━━━ Dataset extract ━━━
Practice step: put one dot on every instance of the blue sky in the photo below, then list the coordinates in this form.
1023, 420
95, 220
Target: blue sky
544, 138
━━━
● Challenge
Reproduce every line of the material above, requests included, and adjust each coordinate in the answers by adding -125 to it. Leave the numbers in the requests and their format samples unchanged.

● Solved exercise
Practice step: put one dot on every instance of the blue sky in the photo below, then list the coordinates in this form.
1023, 420
95, 220
Target: blue sky
419, 13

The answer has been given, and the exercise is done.